┌─ Supplied records

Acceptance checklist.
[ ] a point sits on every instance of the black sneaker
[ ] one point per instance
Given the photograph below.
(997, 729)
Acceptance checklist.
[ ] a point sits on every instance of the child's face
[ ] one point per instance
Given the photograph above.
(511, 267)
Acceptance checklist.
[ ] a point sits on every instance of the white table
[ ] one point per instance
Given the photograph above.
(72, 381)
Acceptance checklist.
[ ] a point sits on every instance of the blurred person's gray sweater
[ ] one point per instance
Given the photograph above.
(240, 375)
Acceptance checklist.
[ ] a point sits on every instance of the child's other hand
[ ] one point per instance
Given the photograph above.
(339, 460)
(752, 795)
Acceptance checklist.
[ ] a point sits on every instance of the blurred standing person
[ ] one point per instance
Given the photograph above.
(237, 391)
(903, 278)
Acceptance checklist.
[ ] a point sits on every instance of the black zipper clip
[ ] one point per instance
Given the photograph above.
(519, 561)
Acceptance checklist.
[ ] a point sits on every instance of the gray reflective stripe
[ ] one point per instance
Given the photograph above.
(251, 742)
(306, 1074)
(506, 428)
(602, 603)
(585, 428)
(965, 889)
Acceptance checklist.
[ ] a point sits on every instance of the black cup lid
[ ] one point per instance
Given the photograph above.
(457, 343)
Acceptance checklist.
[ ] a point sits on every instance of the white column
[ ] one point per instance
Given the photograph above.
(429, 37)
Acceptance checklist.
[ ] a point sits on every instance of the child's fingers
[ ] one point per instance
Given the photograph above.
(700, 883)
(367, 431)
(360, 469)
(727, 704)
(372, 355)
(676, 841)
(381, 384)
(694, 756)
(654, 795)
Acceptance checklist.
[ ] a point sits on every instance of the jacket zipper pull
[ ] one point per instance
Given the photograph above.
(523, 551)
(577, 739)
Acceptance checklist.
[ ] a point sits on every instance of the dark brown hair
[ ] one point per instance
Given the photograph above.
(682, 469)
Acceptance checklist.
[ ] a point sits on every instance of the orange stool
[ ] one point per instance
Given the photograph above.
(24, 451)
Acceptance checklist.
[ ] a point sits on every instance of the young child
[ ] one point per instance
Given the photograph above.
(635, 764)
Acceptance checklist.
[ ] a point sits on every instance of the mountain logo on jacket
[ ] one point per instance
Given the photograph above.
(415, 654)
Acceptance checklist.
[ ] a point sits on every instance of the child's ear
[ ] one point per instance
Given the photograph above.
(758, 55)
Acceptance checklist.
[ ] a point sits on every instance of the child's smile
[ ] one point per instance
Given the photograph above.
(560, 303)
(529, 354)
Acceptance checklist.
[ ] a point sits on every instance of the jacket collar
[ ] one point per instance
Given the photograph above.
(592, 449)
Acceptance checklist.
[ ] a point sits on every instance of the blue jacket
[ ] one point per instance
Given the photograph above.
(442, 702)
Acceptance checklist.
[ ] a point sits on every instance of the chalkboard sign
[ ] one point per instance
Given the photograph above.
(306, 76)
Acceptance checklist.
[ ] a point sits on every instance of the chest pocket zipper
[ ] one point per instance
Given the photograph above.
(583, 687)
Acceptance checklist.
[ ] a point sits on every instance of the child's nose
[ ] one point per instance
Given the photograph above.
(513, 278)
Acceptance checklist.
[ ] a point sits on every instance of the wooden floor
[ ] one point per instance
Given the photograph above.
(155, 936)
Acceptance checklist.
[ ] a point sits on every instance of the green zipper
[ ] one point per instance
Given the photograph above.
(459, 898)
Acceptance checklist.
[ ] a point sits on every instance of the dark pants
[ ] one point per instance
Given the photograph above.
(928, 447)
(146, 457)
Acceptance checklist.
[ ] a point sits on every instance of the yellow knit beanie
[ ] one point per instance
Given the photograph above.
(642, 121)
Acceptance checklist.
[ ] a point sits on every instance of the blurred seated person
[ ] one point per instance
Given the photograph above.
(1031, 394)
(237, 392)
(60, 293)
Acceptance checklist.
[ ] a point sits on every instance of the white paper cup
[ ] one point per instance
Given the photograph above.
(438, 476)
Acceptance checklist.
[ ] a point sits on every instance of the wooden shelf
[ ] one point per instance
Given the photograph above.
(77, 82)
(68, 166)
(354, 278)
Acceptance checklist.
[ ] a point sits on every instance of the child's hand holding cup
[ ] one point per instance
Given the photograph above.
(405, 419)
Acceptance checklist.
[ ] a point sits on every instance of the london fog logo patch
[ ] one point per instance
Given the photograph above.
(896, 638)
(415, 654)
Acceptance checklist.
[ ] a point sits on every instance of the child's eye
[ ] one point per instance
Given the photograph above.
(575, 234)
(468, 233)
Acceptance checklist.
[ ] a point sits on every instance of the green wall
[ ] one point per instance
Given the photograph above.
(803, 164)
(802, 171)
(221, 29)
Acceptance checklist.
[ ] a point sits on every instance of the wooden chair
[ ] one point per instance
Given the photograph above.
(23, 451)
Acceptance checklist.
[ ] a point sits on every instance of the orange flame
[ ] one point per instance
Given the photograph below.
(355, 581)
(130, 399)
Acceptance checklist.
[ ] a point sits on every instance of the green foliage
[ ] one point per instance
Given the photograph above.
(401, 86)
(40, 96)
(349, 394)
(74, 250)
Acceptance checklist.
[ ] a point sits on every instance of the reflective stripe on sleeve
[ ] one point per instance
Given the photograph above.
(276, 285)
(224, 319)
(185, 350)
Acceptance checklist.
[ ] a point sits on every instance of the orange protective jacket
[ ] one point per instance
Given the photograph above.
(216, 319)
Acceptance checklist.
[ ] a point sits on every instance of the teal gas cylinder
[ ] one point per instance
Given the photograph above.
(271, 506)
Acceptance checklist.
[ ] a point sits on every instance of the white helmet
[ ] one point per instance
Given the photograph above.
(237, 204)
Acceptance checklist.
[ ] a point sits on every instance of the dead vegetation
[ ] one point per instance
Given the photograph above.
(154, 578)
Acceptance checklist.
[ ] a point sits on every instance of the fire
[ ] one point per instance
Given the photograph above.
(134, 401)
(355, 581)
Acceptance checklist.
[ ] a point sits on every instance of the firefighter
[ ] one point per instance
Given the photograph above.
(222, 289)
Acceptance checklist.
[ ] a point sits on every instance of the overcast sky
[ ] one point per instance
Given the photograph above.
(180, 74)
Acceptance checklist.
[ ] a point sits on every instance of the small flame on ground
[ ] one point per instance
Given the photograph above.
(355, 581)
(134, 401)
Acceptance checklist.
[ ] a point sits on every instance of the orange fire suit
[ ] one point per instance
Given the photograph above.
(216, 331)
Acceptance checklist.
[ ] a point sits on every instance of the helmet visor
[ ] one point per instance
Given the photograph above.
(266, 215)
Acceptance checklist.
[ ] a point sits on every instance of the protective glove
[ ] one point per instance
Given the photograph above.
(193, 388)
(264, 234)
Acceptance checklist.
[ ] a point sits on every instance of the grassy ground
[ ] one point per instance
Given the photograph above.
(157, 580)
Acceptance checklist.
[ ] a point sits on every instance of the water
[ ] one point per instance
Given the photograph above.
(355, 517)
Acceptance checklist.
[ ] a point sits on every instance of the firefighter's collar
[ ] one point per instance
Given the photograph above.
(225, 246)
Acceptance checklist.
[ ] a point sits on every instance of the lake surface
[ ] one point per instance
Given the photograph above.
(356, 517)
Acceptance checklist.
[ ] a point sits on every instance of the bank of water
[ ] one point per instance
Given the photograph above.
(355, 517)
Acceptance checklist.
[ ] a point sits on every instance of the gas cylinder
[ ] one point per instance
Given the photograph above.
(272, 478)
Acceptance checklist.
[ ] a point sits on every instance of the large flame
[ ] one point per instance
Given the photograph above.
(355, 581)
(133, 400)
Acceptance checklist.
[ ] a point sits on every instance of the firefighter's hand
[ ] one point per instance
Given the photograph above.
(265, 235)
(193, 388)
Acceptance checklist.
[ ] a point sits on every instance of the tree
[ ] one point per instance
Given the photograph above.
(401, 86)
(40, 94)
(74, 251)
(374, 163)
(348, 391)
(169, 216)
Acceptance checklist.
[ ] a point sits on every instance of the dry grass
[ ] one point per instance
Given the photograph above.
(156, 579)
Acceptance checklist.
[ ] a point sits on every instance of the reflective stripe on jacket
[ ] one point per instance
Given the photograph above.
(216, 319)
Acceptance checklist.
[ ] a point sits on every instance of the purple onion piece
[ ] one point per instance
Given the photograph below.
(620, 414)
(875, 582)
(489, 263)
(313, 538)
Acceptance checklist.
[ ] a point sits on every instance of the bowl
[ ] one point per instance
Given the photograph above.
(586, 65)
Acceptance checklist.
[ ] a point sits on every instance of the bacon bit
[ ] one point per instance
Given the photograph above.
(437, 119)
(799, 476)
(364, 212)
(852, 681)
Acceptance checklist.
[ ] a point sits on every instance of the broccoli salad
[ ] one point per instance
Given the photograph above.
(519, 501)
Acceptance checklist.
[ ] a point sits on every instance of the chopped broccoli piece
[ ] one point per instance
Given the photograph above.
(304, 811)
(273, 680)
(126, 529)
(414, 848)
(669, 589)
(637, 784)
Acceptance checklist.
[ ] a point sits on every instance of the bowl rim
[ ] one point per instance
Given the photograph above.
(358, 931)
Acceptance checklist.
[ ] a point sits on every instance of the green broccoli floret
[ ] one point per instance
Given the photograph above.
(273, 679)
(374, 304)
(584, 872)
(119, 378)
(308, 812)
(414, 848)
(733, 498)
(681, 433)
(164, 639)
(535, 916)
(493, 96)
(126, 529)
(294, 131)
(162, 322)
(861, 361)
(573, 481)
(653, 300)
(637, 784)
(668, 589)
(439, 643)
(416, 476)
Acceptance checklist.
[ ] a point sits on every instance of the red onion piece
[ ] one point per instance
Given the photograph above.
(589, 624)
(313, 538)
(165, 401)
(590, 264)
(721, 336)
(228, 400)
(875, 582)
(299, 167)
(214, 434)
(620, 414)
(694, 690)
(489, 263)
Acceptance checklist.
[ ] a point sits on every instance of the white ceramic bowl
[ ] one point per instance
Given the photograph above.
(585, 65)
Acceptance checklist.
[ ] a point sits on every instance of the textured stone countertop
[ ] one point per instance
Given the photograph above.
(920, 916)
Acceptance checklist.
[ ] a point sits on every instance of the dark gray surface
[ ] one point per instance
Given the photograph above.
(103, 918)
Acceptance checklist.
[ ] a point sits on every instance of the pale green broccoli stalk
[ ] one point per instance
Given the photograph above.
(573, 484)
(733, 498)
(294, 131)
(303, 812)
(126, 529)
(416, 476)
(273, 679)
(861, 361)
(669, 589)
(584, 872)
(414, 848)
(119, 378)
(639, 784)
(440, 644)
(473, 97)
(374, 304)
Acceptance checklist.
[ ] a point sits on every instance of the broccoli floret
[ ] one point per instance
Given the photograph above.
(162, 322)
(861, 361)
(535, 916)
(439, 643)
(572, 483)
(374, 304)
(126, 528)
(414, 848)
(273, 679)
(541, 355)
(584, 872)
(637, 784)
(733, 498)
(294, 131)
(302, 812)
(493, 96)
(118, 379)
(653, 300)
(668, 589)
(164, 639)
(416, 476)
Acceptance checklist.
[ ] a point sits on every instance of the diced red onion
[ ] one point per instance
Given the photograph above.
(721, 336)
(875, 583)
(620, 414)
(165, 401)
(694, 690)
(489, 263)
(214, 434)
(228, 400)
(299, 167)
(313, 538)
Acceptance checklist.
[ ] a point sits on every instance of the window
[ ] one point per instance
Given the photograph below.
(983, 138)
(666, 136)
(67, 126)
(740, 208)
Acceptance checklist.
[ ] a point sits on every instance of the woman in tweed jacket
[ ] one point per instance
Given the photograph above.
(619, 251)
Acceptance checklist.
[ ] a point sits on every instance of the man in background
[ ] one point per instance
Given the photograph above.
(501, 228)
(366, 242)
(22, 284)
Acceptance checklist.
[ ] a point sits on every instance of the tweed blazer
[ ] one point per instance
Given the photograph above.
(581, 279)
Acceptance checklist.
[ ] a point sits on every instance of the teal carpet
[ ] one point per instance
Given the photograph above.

└─

Task brief => Check each line of the listing above, and copy it if it contains the word "reflective".

Answer to this exercise =>
[ ] a point sits on every instance of the gray reflective stripe
[ ] a point sits on every instance of the reflective stripe on sleeve
[ ] a point sits on every instance of the reflective stripe on jacket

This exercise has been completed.